### The exercise
Update the items starting at the line that contains "Expected content: cyclist." and ending at the line that contains "0 244 1242 887": write those lines out again with "asphalt" replaced by "paved" and nothing else changed.

### Records for processing
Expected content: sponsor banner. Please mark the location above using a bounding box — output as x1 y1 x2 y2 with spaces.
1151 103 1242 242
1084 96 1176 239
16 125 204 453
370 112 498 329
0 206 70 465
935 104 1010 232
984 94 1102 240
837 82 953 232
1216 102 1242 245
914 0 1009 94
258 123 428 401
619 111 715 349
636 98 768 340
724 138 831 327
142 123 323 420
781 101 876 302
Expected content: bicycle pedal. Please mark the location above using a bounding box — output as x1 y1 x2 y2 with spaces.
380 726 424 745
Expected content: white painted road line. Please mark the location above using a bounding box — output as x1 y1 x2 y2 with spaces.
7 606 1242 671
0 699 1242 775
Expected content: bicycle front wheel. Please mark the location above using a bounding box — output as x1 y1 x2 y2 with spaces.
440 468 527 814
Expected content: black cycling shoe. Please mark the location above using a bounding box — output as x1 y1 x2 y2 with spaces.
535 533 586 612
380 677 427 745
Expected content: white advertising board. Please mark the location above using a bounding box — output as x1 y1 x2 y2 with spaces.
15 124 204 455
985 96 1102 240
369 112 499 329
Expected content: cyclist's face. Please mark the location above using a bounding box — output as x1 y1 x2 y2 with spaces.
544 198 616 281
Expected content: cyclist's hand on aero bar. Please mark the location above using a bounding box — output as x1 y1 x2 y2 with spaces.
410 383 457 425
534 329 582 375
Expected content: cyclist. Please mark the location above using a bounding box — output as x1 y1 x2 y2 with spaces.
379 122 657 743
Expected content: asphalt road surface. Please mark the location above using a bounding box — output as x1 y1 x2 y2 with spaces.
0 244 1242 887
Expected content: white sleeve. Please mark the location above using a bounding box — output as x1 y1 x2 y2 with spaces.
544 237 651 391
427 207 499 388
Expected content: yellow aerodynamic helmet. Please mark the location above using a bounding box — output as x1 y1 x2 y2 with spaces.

...

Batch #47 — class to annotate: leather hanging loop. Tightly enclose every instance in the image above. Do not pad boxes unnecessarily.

### The response
Expected content: cyclist. Please mark the location above using a bounding box — output as x1 y1 x2 y2 with spaces.
379 122 657 743
Expected content: paved road surface. Please mark the location above using a bounding box — output as x1 y1 x2 y2 with spaces.
0 244 1242 887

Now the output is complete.